#### [Belge Alıntısı]

16 yaşında bir kız çocuğu Semah Mübarek… Lise öğrencisiydi. Filistinliydi. İşgalci Siyonistlerin oluşturduğu Doğu Kudüs'teki el Za'im kontrol noktasından geçerek okulundan evine dönecekti. Dönemedi…
******
Siyonist teröristler ateş açtı, yaraladı onu. Olaya şahitlik eden Filistinliler ambulansa haber verdiler. Terörist işgal güçleri, sağlık görevlilerinin Semah'a müdahale etmesine izin vermedi. Kan kaybından ölmesini beklediler.
******
Semah Mübarek… Bilmem kaç milyar Müslüman'ın yaşadığı şu dünyada, tükürükle boğulacak sayıda işgalci Siyonist'in işgali altındaki yurdunda, katledilen yüzbinlerce çocuktan biri oldu. Ailesi ve akrabalarının gözyaşları eşliğinde dün toprağa verildi. Avrupa'da yaşasa, adı Semah yerine 'Cristina' olsa bütün dünya ardından yas tutardı.
******
Bugün sizlere ümmetin susturulan çığlıkları hakkında birkaç kelam etmek istiyorum. 'Haksızlık karşısında susan, dilsiz şeytandır' sözü Hadis olarak bilinse de bununla ilgili güçlü veya zayıf bir kaynak yoktur. Hadis olmasa da bu söz kelam-ı kibar olarak anılır, yani erdemi yansıtan güçlü ve Rahmani bir sözdür.
******
Meşhur atasözlerimizden biridir, 'Bana dokunmayan yılan bin yaşasın' Günümüzde anlamı itibariyle yanlış algılanıyor olsa da bu söz aslında çöküşe, ziyana, zarara doğru gitmekte olan bir olayın, bir kişinin, bir durumun öncesini anlatır. Olumsuzluk karşısında zamanında alınmayan önlemi, haksızlık karşısında gösterilmeyen tavrı özlü bir şekilde özetler, uyarır.
******
Bazı kaynaklar ise bu sözün 'Yahudilerin' kültüründe yeri olduğunu, o vesileyle de bizim dilimize yansıdığını açıklamaya çalışır. İlk açıklama inancımıza ve gönlümüze hitap ediyor. Yazımızın konusuna yani hepimizin kulaklarını tıkadığı 'Ben ne yapabilirim, hangi birine yetelim' diyerek vicdanlarımızın susturduğu kanayan yaralardan bazılarına yeniden değinmek istiyorum.

#### [Verilen Satırlar]

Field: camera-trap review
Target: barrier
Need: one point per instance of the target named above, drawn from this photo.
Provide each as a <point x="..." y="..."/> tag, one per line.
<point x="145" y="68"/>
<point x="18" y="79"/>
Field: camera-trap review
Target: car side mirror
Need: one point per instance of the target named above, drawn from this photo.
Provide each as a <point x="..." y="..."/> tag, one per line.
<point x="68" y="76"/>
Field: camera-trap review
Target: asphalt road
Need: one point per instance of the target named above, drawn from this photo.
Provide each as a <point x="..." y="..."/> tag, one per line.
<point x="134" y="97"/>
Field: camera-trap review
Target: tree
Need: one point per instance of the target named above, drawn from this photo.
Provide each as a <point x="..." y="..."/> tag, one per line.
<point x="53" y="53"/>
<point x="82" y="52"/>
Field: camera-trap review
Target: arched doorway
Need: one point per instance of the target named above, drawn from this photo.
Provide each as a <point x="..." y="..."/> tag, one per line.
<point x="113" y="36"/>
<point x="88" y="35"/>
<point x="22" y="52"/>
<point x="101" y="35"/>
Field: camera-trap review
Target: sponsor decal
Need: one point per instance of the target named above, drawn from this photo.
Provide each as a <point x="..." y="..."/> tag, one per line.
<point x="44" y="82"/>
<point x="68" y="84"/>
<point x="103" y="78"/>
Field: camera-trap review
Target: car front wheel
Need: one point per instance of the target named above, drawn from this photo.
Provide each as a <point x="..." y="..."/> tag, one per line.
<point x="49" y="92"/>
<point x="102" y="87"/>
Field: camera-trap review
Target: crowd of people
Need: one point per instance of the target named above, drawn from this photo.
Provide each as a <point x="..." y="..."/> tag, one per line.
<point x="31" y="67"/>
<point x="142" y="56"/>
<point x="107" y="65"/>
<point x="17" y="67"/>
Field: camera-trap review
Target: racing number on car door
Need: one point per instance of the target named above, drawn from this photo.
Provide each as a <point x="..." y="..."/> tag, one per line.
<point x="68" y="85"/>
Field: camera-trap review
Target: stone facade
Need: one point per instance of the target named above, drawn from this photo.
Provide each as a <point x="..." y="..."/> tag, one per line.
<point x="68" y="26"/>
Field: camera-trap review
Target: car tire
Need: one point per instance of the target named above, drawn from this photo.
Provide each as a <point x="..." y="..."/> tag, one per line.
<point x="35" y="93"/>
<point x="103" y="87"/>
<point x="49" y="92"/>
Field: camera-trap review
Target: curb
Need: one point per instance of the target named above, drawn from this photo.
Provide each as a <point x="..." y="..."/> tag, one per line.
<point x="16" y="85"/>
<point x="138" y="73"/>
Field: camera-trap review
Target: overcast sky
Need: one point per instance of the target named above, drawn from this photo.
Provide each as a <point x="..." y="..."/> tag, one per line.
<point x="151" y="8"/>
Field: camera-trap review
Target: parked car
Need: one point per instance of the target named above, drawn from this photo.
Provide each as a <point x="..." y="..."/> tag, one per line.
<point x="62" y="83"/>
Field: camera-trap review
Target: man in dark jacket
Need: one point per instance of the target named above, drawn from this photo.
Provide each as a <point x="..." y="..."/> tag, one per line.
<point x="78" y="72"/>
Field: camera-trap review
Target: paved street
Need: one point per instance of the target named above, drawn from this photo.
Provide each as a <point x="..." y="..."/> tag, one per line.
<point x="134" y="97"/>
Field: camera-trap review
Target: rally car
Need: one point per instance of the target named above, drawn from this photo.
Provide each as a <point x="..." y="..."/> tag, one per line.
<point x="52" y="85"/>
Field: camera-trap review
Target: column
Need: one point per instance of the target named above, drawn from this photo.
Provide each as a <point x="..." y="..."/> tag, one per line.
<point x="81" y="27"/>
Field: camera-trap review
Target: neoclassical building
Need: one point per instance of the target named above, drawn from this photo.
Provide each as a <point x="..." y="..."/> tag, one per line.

#### [Yapılacak Görevler]
1. Semah Mübarek hakkındaki yazıya göre Semah, okulundan evine dönerken hangi kontrol noktasından geçecekti?
2. Semah Mübarek hakkındaki yazıyı kaldığı yerden sürdürün.

#### [Görevlere Göre Sonuçlar]
1. Doğu Kudüs'teki el Za'im kontrol noktasından geçecekti.

2.
******
Hepimizin şöyle ya da böyle bir şekilde haberdar olduğu Doğu Türkistan, Filistin, Arakan, Suriye ve Afrika'da akan kan durmuyor. Zulüm artarak devam ediyor. Buna Avrupa'yı da eklemek mümkün. Savaştan kaçarak Avrupa'ya geçmek isteyen insanların, çırılçıplak soyularak denizlerde boğulmaya terk edildiğine şahitlik ediyoruz. Avrupa'nın genlerinde olan ve hızla yükselen ırkçılığın neticesi olarak Camiler de hedef alınmaya başladı.
******
Müslümanlar olarak acıya alışmış, vahşeti de rutin bir olay olarak görmeye başlamışız. Nefsimiz ve düşmanlarımız öyle engeller koymuş ki önümüze, kendi dünya bataklığımıza kafamızı gömmüşüz. Batı, kendi pisliklerine bizi o kadar ortak etmiş ki, Yemen'de açlıktan ölen Muhammed'i doyurma telaşına düşmüyoruz.
******
Arakan'da, Afrika'da, coğrafyamızdan uzak Venezualla'da insanlar bizim gücümüzle umut bulurken, bizler 'Tek dişi kalmış canavar' a hayranlıkla bakıyoruz. Sözün özü biz, 'biz' olmaktan çıkarak benlikler içinde kayboluyoruz.
******
Hepimizin kendini sorgulaması ne yapabilirim ki sorusunun cevabı basit aslında. Kendimizi, geçmişimizi, tarihimizi, İslam'ı irdelemek ve olabildiğimiz en iyisi olmaya çalışmak, Allah'ın emrettiği 'Mümin kul' olmak. İşte o zaman zalimin korktuğu, mazlumun kapılarda beklediği bir Millet olabiliriz. Ne diyor Arif Nihat Asya:
******
Bırak, bozuk saatler yalan yanlış işlesin!
Çelebiler çekilip haremlerde kışlasın!
Yürü aslanım, fetih hazırlığı başlasın...
******
Yürü, hala ne diye kendinle savaştasın?
Fatih'in İstanbul'u fethettiği yaştasın.!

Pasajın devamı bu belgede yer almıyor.